WHAT THE TASK REQUIRES: Gather every line in the items below that contains the word "fuselage" and copy each one out.

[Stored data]
════

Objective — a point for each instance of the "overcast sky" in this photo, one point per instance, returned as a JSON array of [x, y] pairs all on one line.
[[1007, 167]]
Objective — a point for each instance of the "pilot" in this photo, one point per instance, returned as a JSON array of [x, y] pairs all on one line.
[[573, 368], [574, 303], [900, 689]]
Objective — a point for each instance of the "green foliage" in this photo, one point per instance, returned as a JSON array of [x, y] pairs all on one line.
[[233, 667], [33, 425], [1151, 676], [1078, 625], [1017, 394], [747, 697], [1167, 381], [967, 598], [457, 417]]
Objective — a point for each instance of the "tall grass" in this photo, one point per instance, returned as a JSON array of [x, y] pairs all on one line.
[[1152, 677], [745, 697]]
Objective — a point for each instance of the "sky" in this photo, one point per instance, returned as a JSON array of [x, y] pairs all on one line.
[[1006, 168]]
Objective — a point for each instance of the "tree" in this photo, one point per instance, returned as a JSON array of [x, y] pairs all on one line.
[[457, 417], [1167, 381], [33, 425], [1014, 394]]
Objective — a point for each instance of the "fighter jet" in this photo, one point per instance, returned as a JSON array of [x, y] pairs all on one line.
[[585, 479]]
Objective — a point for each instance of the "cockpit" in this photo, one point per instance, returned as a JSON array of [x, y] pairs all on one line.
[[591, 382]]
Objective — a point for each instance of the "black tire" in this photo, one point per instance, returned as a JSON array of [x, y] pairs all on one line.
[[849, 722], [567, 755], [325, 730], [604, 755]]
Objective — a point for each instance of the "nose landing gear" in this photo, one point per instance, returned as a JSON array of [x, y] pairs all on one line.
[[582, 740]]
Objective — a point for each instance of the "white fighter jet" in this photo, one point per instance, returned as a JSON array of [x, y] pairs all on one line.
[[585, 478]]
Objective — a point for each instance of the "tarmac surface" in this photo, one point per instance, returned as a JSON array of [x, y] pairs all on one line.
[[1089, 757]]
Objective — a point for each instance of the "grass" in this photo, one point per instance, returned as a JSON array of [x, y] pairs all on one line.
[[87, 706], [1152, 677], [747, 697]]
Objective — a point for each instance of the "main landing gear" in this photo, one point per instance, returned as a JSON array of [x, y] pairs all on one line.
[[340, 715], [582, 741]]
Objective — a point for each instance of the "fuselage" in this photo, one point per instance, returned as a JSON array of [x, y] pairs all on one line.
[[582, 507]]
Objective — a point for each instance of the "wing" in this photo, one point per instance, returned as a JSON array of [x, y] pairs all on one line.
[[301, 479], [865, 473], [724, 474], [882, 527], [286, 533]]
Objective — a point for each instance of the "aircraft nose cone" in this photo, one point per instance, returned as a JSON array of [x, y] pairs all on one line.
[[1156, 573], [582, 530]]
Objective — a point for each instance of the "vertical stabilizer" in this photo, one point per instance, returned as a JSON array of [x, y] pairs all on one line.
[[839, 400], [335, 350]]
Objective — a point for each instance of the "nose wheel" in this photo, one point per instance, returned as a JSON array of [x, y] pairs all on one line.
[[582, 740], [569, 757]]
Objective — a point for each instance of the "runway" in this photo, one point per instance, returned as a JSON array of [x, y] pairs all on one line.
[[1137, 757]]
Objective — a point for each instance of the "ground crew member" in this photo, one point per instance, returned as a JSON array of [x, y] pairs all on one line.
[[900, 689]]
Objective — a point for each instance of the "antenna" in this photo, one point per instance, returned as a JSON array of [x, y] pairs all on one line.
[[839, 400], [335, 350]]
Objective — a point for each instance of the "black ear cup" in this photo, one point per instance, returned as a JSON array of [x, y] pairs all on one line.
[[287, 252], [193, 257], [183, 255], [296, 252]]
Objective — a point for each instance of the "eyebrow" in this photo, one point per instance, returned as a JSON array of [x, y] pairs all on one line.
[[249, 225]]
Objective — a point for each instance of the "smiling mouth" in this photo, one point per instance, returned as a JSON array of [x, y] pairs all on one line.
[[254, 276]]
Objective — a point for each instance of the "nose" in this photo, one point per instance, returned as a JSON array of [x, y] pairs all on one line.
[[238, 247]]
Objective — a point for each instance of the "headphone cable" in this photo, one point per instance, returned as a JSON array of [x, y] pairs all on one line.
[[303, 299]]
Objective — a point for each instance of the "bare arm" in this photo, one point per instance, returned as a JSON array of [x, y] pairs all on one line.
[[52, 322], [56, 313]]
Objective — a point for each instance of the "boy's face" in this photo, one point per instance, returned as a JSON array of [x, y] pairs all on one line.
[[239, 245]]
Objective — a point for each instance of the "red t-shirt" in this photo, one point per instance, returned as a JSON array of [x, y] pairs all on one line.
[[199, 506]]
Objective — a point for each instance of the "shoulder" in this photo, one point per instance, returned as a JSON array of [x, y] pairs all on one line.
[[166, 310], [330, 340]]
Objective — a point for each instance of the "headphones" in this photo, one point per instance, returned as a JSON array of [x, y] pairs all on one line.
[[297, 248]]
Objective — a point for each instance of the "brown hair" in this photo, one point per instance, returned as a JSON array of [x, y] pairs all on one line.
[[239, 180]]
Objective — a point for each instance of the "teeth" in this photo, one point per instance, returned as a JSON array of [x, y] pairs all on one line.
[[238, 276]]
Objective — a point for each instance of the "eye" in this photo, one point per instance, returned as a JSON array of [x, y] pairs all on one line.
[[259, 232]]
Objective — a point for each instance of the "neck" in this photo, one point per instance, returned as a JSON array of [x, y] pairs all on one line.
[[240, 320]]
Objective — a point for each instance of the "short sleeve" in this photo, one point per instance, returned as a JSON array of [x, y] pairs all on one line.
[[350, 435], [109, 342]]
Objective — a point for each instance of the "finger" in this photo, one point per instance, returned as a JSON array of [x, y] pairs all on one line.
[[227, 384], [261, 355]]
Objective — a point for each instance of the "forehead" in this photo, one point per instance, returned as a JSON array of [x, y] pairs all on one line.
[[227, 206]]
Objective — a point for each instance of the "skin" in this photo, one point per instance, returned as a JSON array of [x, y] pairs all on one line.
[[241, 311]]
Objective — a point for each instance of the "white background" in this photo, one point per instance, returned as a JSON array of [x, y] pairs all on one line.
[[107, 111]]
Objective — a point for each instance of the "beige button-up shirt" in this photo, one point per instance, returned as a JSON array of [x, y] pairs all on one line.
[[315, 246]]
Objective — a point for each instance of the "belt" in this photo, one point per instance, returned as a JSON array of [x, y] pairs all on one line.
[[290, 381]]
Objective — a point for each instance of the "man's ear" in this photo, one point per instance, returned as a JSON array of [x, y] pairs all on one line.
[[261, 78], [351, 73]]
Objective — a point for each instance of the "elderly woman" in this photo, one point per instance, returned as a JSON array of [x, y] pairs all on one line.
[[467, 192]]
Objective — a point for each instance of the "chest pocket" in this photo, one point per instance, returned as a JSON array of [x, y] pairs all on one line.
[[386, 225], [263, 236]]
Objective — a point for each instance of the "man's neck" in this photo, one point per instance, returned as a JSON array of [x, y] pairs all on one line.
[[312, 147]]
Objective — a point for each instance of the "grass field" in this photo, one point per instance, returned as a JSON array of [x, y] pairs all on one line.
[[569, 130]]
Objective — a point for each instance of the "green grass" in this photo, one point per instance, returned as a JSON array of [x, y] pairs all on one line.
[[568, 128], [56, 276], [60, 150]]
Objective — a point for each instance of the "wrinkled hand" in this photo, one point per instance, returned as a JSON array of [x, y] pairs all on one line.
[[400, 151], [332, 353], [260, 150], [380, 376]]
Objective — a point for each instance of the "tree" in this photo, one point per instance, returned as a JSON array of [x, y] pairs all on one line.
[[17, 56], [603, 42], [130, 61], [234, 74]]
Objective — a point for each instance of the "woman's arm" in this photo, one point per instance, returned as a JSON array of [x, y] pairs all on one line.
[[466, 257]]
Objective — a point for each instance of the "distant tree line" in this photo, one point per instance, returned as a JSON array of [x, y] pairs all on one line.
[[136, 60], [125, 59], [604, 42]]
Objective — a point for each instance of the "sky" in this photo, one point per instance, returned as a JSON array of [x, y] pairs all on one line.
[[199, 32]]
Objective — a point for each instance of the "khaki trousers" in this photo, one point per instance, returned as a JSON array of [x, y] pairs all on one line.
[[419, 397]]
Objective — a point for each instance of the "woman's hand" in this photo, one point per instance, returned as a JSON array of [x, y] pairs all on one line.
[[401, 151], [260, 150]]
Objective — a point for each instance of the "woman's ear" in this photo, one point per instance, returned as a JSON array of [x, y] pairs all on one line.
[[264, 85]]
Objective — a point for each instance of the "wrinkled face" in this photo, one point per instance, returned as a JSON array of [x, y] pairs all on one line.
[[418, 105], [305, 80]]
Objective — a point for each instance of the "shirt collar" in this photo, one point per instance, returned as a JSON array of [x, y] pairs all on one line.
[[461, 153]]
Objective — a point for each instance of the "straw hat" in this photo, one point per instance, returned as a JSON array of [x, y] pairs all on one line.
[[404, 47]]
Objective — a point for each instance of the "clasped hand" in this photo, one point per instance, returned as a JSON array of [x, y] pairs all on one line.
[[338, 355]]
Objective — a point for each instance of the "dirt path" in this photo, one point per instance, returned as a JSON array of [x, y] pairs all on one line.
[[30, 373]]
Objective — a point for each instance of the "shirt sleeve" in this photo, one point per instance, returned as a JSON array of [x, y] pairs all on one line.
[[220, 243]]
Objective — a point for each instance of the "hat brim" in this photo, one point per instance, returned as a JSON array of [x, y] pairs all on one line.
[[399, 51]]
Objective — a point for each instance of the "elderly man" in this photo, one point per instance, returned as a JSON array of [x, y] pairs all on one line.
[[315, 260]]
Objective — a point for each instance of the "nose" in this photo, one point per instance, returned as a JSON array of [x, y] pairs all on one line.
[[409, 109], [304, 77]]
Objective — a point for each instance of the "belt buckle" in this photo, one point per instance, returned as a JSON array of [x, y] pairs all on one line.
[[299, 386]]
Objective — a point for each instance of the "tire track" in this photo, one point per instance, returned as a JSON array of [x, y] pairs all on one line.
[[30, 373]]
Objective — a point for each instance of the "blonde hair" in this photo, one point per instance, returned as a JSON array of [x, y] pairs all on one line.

════

EXPECTED OUTPUT:
Objective — a point for each instance of the "fuselage" in this photo, one point per instance, returned as a JSON array of [x, y] pairs all on one line.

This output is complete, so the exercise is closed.